TASK DETAILS
Copy the listing from the line containing "[locate] sea (one" to the end, swapping "blue water" for "open water" and keeping everything else identical.

DATASET CONTENT
* begin *

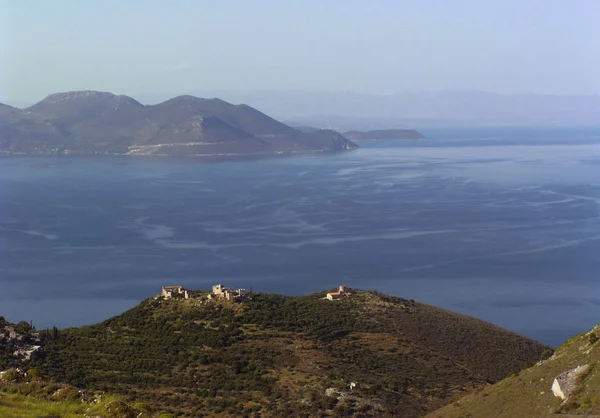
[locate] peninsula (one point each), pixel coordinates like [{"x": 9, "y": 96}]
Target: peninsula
[{"x": 92, "y": 122}]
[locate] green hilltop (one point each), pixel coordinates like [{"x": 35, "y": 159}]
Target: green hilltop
[{"x": 363, "y": 354}]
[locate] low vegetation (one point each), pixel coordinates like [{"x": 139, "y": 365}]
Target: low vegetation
[
  {"x": 274, "y": 355},
  {"x": 33, "y": 397},
  {"x": 529, "y": 393}
]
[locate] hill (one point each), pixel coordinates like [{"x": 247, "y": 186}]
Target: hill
[
  {"x": 572, "y": 369},
  {"x": 365, "y": 354},
  {"x": 379, "y": 134},
  {"x": 91, "y": 122}
]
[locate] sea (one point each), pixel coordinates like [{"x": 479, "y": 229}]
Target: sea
[{"x": 498, "y": 223}]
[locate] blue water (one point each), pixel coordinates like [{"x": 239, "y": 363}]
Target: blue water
[{"x": 501, "y": 224}]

* end *

RESPONSE TO THIS EXERCISE
[locate] sea (one point each), pixel coordinates like [{"x": 479, "y": 229}]
Target: sea
[{"x": 498, "y": 223}]
[locate] open water (one point each), pixel coordinates like [{"x": 239, "y": 363}]
Target: open water
[{"x": 501, "y": 224}]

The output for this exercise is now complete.